_Objective_.
Rewrite everything from the line containing "of the evergreen" down to the line containing "Target: evergreen foliage", swapping "thickest" for "widest" and leaving the rest untouched. Return only those lines.

_Records supplied_.
........
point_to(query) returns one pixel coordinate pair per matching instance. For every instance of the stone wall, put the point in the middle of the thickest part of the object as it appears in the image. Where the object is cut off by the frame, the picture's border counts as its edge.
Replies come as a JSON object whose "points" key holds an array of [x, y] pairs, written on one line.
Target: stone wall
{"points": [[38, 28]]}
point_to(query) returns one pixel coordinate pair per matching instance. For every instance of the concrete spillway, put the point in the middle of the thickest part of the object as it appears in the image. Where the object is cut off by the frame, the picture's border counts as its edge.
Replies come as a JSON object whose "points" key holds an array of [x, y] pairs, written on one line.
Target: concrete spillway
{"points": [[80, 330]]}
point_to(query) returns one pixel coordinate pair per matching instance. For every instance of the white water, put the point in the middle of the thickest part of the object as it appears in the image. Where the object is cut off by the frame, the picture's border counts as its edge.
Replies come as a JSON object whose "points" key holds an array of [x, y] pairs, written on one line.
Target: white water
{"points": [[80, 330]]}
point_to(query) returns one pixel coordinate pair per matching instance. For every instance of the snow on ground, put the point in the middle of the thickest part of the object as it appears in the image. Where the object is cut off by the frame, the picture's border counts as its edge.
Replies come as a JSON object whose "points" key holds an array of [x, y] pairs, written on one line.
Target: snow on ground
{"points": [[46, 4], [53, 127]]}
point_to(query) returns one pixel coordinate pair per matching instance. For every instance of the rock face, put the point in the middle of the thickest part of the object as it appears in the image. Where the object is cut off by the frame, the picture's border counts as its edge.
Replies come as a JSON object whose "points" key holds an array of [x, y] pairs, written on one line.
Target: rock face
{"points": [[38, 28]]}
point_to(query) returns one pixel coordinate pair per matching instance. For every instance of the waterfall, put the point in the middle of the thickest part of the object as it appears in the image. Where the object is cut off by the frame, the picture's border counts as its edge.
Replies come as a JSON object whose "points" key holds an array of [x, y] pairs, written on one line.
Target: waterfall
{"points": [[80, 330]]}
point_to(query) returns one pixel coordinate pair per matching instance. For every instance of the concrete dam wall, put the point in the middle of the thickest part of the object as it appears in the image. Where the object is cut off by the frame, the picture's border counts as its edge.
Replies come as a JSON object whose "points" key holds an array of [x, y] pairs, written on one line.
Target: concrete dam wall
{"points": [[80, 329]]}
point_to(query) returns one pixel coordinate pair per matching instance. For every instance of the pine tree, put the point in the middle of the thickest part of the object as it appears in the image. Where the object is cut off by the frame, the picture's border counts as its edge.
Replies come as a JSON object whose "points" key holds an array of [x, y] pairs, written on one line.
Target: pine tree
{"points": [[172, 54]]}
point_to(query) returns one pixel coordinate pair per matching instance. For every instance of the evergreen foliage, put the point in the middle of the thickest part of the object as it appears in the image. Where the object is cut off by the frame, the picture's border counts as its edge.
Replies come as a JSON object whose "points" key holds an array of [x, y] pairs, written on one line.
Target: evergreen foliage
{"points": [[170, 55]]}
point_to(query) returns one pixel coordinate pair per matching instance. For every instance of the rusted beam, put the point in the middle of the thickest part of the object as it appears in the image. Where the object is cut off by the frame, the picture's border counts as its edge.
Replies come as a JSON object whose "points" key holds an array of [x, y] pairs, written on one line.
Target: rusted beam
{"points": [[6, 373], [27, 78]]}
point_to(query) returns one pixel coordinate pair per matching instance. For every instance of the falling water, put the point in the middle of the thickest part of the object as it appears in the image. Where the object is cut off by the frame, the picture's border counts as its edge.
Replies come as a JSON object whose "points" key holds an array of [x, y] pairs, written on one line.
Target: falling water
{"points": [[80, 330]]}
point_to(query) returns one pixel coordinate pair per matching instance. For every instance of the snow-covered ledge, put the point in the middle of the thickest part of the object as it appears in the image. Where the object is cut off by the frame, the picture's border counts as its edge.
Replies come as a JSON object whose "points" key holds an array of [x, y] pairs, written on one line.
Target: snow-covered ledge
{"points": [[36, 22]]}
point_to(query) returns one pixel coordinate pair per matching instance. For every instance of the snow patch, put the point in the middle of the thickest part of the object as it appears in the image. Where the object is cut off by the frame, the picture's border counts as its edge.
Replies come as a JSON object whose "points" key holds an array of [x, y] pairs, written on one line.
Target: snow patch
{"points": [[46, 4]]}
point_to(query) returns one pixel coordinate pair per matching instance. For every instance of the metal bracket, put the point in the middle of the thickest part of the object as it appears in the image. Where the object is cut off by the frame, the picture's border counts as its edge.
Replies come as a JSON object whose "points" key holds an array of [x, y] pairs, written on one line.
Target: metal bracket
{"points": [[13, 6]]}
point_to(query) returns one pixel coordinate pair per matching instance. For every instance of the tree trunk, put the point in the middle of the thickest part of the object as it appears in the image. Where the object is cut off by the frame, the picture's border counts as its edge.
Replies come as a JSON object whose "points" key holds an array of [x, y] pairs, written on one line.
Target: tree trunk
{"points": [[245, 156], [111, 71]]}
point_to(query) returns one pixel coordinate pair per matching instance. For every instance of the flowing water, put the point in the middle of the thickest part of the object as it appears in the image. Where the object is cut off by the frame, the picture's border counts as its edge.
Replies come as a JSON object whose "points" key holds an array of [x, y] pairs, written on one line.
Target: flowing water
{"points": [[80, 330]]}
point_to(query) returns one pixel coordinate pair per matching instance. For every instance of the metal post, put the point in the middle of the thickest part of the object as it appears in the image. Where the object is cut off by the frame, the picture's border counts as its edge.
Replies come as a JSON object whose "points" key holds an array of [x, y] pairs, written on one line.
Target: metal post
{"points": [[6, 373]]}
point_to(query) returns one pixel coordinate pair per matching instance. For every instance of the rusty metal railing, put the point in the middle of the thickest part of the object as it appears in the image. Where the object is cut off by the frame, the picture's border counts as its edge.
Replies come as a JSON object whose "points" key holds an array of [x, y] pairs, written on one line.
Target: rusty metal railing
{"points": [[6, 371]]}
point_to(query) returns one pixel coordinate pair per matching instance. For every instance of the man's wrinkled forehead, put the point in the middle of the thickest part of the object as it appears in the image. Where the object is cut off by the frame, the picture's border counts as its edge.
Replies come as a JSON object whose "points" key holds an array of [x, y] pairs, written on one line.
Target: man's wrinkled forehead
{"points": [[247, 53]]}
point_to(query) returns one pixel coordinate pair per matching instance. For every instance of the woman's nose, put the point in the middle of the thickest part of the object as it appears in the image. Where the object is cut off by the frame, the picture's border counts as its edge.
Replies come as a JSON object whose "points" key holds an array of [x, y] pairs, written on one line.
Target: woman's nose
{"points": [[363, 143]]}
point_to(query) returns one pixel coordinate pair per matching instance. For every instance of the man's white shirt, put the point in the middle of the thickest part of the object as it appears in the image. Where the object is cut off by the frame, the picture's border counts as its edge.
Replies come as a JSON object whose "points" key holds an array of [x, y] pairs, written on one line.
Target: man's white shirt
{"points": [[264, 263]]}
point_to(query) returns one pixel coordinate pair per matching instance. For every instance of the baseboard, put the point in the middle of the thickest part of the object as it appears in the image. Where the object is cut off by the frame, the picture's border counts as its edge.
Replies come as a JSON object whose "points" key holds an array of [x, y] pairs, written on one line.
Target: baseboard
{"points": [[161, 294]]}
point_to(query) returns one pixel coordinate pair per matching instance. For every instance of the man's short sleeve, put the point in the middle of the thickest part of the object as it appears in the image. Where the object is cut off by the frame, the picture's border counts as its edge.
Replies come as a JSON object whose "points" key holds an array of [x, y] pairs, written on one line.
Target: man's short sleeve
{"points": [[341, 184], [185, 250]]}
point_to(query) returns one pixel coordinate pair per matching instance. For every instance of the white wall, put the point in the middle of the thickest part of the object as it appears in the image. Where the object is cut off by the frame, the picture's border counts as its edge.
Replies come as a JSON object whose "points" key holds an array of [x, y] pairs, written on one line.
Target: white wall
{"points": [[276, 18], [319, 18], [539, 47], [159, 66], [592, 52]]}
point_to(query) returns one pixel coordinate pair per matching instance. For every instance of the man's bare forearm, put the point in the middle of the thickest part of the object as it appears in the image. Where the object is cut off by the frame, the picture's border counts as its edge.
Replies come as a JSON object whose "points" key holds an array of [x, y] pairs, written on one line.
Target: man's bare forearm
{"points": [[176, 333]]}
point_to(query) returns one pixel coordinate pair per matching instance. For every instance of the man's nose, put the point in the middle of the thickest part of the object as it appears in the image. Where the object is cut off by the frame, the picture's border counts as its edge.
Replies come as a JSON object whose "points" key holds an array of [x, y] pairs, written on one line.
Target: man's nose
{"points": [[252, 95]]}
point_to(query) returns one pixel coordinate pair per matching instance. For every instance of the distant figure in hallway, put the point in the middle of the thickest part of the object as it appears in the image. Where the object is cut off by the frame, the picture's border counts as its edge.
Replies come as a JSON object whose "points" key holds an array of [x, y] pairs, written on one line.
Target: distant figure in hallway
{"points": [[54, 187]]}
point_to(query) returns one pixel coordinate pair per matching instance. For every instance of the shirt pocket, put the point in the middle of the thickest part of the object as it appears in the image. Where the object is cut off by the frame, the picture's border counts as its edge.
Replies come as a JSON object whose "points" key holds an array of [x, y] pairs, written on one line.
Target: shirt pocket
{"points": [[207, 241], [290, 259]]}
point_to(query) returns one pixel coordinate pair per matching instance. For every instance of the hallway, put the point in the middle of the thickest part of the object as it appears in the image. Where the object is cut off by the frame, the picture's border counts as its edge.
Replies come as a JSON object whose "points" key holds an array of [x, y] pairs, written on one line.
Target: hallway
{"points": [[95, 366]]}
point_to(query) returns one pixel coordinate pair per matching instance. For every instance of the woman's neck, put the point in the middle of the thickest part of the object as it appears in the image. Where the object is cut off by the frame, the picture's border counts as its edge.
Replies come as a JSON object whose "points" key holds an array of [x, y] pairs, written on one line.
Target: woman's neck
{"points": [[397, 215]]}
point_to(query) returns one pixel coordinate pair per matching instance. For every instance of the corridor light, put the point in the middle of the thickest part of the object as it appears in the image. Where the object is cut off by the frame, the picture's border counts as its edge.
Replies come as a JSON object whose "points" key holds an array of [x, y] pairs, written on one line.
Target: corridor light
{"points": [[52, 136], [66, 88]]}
........
_Solved problem_.
point_to(query) returns one pixel coordinate pair per matching instance. For every instance of the evergreen foliage, put the point in the middle of the widest part of the object as it appears in the image. Where the object is cut off by the frame, the picture's border counts as its edge.
Replies come as a JSON object whose "points" key holds an array of [x, y] pairs, written on one line.
Target: evergreen foliage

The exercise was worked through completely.